Records provided:
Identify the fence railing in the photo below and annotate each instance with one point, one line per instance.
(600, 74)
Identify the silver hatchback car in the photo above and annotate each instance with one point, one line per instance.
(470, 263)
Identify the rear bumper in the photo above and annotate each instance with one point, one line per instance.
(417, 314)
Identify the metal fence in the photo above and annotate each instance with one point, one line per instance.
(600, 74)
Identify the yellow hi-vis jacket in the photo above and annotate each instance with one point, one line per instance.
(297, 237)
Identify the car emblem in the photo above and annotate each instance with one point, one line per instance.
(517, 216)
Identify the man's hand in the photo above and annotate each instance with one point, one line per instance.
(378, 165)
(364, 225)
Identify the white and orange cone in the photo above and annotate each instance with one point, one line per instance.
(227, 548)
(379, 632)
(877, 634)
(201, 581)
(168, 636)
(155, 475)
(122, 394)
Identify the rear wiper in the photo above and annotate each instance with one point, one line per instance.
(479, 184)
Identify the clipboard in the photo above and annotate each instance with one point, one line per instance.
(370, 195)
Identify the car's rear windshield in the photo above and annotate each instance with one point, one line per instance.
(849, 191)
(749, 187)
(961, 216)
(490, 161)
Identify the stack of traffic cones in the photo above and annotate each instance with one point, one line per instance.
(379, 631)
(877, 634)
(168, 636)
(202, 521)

Problem details: Write out every entry above verbatim, line for line and in the same order.

Response to this exercise:
Identify the fence railing in the photo below and annotate each instance with one point, one line per instance.
(600, 74)
Identify the silver hatchback car in the photo above and annotate each instance with one point, one line per instance.
(470, 263)
Identify the rear bumper in the photo above and annotate each instance with one point, one line per instance.
(417, 314)
Identify the metal fence in the photo above and annotate each instance with one point, one line per instance.
(600, 74)
Identify the yellow hi-vis jacket in the photo above and annotate each instance with one point, one line per instance.
(297, 237)
Identify the car emblem in the photo above and annotate each instance with one point, one line per instance.
(517, 216)
Identify the man's hand in the photo above and annotate each instance with one point, one line per instance.
(378, 165)
(364, 225)
Identify the white and orange cone in the photo above and annotate each instance with one point, one line per instance.
(227, 548)
(379, 632)
(877, 634)
(201, 581)
(168, 636)
(155, 475)
(122, 394)
Identify the rear wiper in the photo above and annotate each instance with one point, one line per instance.
(479, 184)
Identify the clipboard in the photo above and annotate each instance with one point, one line per instance.
(370, 195)
Identify the car's rear windshield in the photo above and annotate each instance with one point, one line per instance.
(849, 191)
(749, 187)
(961, 216)
(490, 161)
Identify the stack of traffic cones in the photo above and annotate each instance with one point, one line per instance.
(379, 631)
(877, 634)
(168, 636)
(202, 521)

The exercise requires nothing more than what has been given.